- _TASK GOAL_
Retype each entry. Leave every word as it is.

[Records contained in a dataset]
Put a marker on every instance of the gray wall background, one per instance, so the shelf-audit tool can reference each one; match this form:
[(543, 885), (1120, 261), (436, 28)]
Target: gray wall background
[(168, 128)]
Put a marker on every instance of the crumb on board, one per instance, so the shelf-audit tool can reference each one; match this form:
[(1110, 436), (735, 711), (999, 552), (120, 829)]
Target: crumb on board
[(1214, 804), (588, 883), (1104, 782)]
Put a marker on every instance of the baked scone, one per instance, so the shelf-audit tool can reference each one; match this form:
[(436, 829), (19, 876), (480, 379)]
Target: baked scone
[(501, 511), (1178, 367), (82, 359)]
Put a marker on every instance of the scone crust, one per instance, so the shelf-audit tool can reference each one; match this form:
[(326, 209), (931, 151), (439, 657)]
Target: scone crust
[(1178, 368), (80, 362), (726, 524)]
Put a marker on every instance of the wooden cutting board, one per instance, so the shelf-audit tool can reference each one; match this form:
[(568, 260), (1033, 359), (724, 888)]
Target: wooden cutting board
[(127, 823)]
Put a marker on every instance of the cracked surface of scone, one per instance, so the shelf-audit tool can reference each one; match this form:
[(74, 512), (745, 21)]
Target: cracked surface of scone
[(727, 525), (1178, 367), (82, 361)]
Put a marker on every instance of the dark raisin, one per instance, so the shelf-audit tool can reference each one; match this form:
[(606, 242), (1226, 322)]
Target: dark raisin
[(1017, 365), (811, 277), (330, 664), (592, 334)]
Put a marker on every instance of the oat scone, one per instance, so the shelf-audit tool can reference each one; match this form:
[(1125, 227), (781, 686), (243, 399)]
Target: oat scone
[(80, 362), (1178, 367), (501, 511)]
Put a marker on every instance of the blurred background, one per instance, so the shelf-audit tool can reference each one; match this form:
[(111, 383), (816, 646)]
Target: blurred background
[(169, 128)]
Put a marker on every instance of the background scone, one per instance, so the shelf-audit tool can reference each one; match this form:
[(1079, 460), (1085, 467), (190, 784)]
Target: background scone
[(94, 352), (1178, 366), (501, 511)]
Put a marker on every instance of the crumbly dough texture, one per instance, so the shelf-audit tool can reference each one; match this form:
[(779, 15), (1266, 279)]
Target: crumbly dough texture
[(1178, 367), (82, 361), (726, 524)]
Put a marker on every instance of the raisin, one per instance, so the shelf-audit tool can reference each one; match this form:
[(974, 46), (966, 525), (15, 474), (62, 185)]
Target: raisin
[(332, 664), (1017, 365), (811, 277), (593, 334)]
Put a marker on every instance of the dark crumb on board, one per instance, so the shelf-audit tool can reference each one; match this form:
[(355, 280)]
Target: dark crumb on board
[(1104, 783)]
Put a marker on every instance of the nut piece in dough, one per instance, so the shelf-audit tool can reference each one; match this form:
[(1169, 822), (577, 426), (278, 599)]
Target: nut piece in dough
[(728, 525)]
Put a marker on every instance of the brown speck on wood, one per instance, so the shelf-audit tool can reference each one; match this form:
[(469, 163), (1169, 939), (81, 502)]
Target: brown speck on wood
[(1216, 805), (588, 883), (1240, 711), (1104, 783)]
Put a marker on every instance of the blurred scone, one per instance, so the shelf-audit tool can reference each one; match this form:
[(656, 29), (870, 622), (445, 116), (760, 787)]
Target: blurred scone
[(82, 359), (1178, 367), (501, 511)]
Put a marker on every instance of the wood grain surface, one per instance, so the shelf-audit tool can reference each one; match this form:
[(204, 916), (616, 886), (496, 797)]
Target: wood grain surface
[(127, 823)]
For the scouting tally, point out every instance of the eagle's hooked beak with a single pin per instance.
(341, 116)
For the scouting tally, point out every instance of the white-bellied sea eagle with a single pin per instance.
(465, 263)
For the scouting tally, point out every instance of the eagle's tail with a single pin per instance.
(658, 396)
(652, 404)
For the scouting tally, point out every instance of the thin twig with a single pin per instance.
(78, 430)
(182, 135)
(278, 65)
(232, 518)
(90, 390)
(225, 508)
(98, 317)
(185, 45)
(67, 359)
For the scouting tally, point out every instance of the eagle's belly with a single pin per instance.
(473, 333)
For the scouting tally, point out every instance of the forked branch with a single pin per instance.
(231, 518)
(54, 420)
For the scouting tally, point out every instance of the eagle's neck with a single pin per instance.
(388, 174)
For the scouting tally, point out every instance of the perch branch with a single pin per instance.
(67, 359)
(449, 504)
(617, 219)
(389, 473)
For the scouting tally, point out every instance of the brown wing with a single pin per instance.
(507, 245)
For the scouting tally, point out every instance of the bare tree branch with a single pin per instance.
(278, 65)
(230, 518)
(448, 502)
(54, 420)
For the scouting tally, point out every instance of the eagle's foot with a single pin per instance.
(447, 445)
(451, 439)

- _RESULT OF THIS TASK_
Put a marker on every instance of the gray wall background, one per instance, so the shelf-audit tool can reference each one; match this form:
[(543, 885), (1120, 261), (436, 28)]
Target: gray wall background
[(168, 128)]
Put a marker on every instance of the crumb on board, one per instance, so the shelf-audit tool can reference each one; match this form:
[(1110, 436), (735, 711), (999, 552), (120, 829)]
Target: crumb on board
[(1214, 804), (588, 883), (1104, 782)]
Put a marker on every instance of the baked scone, one per instance, so the shelf-audit tool can reference each one; match this form:
[(436, 829), (19, 876), (480, 379)]
Target: baked scone
[(501, 511), (1178, 367), (82, 359)]
Put a marker on every instance of the scone crust, one per instance, so the shelf-audit tool can reference each one; match this form:
[(326, 209), (931, 151), (439, 657)]
Target: scone crust
[(1178, 368), (80, 362), (726, 524)]
Put a marker on every instance of the wooden cutting board, one per instance, so the shelf-audit tool can reference each one; match this form:
[(568, 260), (1033, 359), (724, 888)]
Target: wooden cutting board
[(127, 823)]
Put a marker on every instance of the cracked surface of scone, one per instance, so the shelf-audit tool can reference each one; match this form:
[(74, 512), (745, 21)]
Target: cracked surface of scone
[(727, 525), (1178, 367), (82, 361)]
Put a marker on every instance of the dark raisin, one per instance, so the shelf-audit tool can reference each one; match this form:
[(606, 242), (1226, 322)]
Target: dark raisin
[(1017, 365), (811, 277), (330, 664), (592, 334)]
Put a marker on every instance of the oat scone, one per instance, so the shelf-audit tool can reference each one; match this form:
[(1125, 227), (781, 686), (243, 399)]
Target: oat scone
[(80, 362), (1178, 367), (501, 511)]
Put a marker on every instance of the blurred background, one per instance, so the shelf-audit tool can reference each one; match this form:
[(111, 383), (816, 646)]
Target: blurred background
[(169, 128)]
Put a marker on every instance of the background scone, one per instance, so the shelf-audit tool can reference each one; match this form:
[(1079, 460), (1085, 467), (190, 784)]
Target: background scone
[(94, 352), (1178, 366), (501, 511)]
Put a marker on every instance of the crumbly dough texture, one per instance, so the shelf-audit tool can reference each one; match this form:
[(779, 15), (1266, 279)]
Target: crumbly dough texture
[(1178, 367), (82, 361), (726, 524)]
Put a marker on every instance of the raisin, one per instance, so the shelf-audit tool can reference each one; match this form:
[(974, 46), (966, 525), (15, 474), (62, 185)]
Target: raisin
[(332, 664), (1017, 365), (811, 277), (593, 334)]
Put a marker on every instance of the dark crumb on board, one per instance, so the shelf-audit tool can reference each one; match this form:
[(355, 280)]
Target: dark crumb on board
[(1104, 783)]
Put a marker on every instance of the nut piece in dough, one per instance, so the shelf-audit tool can reference each one; match this form:
[(1169, 822), (577, 426), (278, 599)]
Target: nut piece in dough
[(728, 525)]
Put a marker on every instance of the brown speck on wood, one per instance, so the shelf-audit tool can reference each one; match this form:
[(469, 163), (1169, 939), (81, 502)]
Target: brown speck on wood
[(1216, 805), (588, 883), (1240, 711), (1104, 783)]
Put a marker on every instance of the blurred scone, one per instance, so the shelf-audit tool can reference each one; match this form:
[(656, 29), (870, 622), (445, 116), (760, 787)]
Target: blurred scone
[(82, 359), (1178, 367), (501, 511)]
Put a marker on every instance of the wood grain surface, one per instance, so the shelf-audit tool can reference each one; match this form:
[(204, 916), (616, 886), (496, 797)]
Target: wood grain surface
[(127, 823)]
For the scouting tally, point out every instance of the eagle's hooked beak with a single pin per instance.
(341, 116)
For the scouting tally, point out every instance of the white-bellied sea eagle with a single pin per instance.
(465, 263)
For the scouting tally, point out every instance of the eagle's tail with a single pin per instance.
(658, 396)
(652, 404)
For the scouting tally, point out every instance of the thin twig with a single pin per instance.
(78, 430)
(182, 135)
(278, 65)
(232, 518)
(90, 390)
(225, 508)
(98, 317)
(185, 45)
(67, 359)
For the scouting tally, point out every instance of the eagle's belly with a single pin per instance.
(473, 333)
For the scouting tally, point out every instance of the forked branch with a single pin per instance.
(231, 518)
(54, 420)
For the scouting tally, point out every instance of the eagle's neck with a single pin per instance.
(388, 174)
For the scouting tally, point out every instance of the perch branch with a single pin per instance.
(67, 359)
(449, 504)
(617, 219)
(389, 473)
For the scouting tally, point out every instance of the brown wing with a single pin per instance.
(507, 245)
For the scouting tally, point out every instance of the bare tree branch with a single pin per instance.
(278, 65)
(230, 518)
(448, 502)
(54, 420)
For the scouting tally, point out every instance of the eagle's foot with a single pin per instance.
(447, 445)
(451, 439)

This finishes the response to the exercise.